*SUPPLIED PASSAGE*:
%%

Gerri Cook


COOK-MOORE, Mariette (Gerri) Beloved wife, daughter, sister, aunt and friend passed on Wednesday, March 2nd, 2005, at the age of 57. Born January 1st, 1948 in Rivers, Manitoba, Gerri lived in various parts of Canada until settling in St. Albert, Alberta. Gerri was a highly respected, award winning screen-writer, mentor, television/film producer, and author of the Dinosaur Soup children’s book series. She is survived by her loving husband, Steve; her father, Howard (Cecile); brothers, Ray (Harriet), Don (Jennifer), Dave (Angie); and sister, Lorraine. Gerri was pre-deceased by her mother, Blanche (Landry) Cook. Her spirit now is free to roam the universe.

Local writer and filmmaker Gerri Cook best known for her Dinosaur Soup books

Jeff Holubitsky
The Edmonton Journal
Saturday, March 12, 2005

Children’s author Gerri Cook was a tireless supporter of the Alberta film industry and many different causes during her life.

EDMONTON – St. Albert writer and filmmaker Gerri Cook was one of the Alberta film industry’s most tireless supporters, those who knew her say.

“Her nurturing spirit will be missed,” Pati Olson says of her 57-year-old friend and colleague who died March 2 after a three-year battle with cancer.

Olson and Cook shared an office for years and developed many film projects together, including one about beluga whales and a series of animated films.

“Our work was our socializing, because when you love what you do, you want to work all of the time,” Olson says.

She remembers Cook as someone who loved to collect friends, pets and causes.

“If there was an underdog or somebody who was hurt or needed help, she was right in there,” Olson says. “And I ended up with a dog and cat.”

Most of Cook’s film work and picture books dealt with children’s or aboriginal stories.

“I think she was a pretty rebellious child and a loner,” Olson says. “She was always an avid reader and she was always inventing stories in her mind.

“She never had any children of her own, so her shows and books were like her babies.”

Cook was a New Year’s baby in 1948 in Rivers, Man., and grew up in a military family, living in several communities throughout Canada before settling in St. Albert.

In 2002, she was given only weeks to live after being diagnosed with terminal cancer, says Steve Moore, her husband of nearly 27 years.

%%

*EXTRACTED ENTRIES*:

%%

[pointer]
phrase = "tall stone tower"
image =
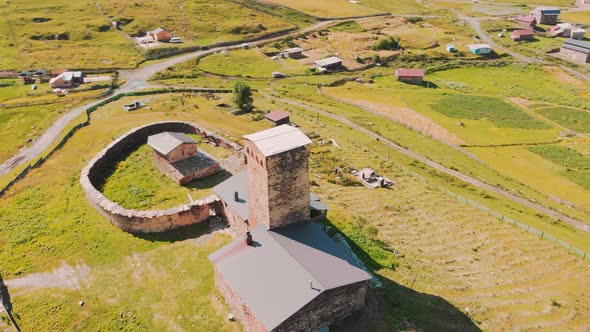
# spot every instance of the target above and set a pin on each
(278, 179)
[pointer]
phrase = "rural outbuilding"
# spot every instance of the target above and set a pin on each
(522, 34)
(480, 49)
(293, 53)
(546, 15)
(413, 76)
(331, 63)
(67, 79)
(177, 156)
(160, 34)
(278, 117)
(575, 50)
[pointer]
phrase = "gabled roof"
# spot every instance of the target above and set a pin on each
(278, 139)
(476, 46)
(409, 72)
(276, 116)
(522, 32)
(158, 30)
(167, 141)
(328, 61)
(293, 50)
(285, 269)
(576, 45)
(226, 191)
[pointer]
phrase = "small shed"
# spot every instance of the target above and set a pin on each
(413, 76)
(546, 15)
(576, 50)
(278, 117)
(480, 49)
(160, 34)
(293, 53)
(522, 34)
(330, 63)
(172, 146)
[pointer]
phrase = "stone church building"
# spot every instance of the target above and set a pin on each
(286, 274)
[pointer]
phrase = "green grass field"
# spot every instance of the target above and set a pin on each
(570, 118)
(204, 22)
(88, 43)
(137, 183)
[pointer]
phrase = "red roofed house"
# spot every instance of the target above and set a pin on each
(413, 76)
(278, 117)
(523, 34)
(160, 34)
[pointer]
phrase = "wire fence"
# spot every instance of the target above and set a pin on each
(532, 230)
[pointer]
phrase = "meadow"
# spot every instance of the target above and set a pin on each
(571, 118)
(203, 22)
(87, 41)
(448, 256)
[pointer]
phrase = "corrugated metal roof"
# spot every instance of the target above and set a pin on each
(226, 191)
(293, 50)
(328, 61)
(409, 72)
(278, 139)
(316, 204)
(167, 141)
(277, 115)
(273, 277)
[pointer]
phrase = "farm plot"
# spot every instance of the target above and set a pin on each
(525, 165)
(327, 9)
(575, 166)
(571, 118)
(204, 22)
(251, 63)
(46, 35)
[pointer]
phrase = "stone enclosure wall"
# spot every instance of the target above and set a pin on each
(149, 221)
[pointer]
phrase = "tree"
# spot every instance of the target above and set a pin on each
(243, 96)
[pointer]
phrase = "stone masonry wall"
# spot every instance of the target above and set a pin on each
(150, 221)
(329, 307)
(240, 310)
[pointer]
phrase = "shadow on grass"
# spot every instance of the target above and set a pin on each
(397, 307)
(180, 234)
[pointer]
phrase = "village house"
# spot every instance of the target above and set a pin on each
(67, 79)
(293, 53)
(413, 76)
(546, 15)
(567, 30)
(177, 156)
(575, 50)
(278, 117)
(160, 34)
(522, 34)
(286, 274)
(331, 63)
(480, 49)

%%
%%

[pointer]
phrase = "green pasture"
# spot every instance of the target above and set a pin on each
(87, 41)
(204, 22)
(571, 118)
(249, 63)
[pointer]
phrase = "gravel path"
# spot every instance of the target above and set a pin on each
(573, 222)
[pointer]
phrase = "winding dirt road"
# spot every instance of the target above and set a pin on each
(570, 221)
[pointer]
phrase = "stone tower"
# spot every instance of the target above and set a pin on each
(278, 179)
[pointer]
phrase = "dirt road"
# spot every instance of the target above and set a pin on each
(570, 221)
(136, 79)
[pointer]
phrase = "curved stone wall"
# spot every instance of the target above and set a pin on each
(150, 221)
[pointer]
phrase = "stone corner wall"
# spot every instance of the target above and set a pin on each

%%

*WHAT YOU NEED TO DO*:
A. From the text on Gerri Cook, translate this sentence into French: "Olson and Cook shared an office for years and developed many film projects together, including one about beluga whales and a series of animated films."
B. Proceed with the text on Gerri Cook, carrying it on from its final sentence.
The data placed after the text on Gerri Cook comes from a separate source.

*EXERCISE RESULTS*:
A. Olson et Cook ont partagé un bureau pendant des années et ont élaboré ensemble de nombreux projets de films, dont un sur les bélugas et une série de films d'animation.

B.
In the years that followed, she tried several alternative therapies and kept up her spirits until her last few days, when she knew her kidneys were failing.

“But she had a good three years,” Moore says.

He said his wife was perhaps best known for her three illustrated Dinosaur Soup books, which grew out of an earlier attempt to pitch a TV series of the same name to ITV, then an independent station but now part of Global.

“It was just prior to Barney, but some of the guys in development didn’t think a kids’ story about a dinosaur was a go,” Moore said.

Alan Brooks, executive director of the Alberta Motion Picture Industry Association, says Cook was admired for her drive to drum up support for Alberta’s beleaguered film industry in the 1990s and for promoting professional development within the industry. She also created and taught a film-production course at NAIT.

“She truly believed the future was in the young people,” Brooks says.

In 2003, Cook won AMPIA’s Friend of the Industry Award, one of the group’s highest honours.

“It’s given out to someone who makes such a contribution to the industry that everyone benefits,” Brooks says.

Geo Takach, who took Cook’s NAIT course, has created the Gerri Cook Memorial Screenwriting Scholarship at MacEwan, where he teaches screenwriting. NAIT also has set up an award in her name.

“She was also a writer and I wanted that aspect of her legacy to live on,” Takach says. “She was always looking for ways to help people in the industry, especially the newbies.”